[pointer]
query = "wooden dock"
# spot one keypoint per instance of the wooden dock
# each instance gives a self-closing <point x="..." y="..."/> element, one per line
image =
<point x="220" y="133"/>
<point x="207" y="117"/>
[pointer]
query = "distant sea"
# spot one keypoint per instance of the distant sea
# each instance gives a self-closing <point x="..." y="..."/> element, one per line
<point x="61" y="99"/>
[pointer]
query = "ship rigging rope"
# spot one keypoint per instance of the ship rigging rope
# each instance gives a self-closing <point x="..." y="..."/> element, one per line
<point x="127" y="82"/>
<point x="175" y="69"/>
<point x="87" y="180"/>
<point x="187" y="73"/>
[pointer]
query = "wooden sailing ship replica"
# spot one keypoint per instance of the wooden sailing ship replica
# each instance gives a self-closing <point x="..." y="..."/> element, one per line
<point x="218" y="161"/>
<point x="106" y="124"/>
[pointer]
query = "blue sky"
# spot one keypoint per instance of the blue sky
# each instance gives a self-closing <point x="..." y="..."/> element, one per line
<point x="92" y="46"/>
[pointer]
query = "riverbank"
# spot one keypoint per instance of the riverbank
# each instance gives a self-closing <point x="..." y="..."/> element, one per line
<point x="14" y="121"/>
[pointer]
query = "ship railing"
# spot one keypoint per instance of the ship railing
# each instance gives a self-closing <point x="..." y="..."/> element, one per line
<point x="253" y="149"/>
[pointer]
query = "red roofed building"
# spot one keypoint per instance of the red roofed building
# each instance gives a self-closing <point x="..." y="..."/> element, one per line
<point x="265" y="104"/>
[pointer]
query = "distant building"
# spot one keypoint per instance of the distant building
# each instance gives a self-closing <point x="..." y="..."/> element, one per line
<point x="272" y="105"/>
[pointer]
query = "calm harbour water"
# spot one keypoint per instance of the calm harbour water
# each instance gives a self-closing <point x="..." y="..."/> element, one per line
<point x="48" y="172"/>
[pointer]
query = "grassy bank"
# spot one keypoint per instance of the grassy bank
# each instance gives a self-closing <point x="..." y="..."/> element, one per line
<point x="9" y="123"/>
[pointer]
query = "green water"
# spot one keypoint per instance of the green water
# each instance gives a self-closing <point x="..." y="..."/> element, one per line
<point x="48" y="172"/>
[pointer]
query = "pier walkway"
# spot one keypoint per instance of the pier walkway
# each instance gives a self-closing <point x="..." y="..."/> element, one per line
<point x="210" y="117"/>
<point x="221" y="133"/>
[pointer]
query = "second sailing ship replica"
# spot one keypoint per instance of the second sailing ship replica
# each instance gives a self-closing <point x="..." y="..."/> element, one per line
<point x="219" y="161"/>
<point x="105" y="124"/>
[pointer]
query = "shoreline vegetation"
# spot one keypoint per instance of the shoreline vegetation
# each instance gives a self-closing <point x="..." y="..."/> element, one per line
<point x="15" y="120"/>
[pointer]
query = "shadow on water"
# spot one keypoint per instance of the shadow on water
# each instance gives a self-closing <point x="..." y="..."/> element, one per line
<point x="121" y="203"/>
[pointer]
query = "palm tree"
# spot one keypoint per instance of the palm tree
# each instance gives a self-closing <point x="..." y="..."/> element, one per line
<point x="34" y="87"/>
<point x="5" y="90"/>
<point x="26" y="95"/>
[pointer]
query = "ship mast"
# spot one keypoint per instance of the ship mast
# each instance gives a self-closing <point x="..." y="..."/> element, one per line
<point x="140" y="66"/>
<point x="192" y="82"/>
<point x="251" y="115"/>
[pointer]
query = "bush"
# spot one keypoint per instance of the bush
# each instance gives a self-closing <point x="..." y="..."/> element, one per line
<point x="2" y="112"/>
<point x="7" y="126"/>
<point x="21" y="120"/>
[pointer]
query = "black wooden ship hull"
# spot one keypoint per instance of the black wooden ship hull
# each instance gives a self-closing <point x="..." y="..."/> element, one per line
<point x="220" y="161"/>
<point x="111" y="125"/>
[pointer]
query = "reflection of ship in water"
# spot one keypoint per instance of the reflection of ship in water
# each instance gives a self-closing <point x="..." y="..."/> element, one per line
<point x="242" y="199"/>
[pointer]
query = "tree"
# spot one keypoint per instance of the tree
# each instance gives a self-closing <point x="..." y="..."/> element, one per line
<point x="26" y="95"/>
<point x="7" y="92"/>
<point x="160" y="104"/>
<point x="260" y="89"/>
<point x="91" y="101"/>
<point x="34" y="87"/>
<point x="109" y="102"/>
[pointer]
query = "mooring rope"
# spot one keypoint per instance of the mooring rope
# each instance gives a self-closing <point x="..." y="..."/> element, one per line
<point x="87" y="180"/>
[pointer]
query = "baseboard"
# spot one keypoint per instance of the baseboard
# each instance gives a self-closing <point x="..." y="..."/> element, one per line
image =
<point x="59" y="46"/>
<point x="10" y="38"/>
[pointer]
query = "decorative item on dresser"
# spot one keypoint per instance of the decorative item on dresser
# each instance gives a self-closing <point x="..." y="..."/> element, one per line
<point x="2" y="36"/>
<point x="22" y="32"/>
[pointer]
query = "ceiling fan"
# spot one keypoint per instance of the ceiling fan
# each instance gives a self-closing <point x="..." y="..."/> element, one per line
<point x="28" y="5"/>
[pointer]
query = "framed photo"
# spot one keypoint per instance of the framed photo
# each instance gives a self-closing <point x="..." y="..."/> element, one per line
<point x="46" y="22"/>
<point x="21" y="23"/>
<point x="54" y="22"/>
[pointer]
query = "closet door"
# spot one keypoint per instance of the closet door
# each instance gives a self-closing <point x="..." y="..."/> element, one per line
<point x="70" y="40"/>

────────────────────

> **Assigned task**:
Where does the word "reflection" appear in the listing? List each line that holds it.

> **Expected answer**:
query = "reflection of ship in water"
# spot one keypoint per instance of the reflection of ship in water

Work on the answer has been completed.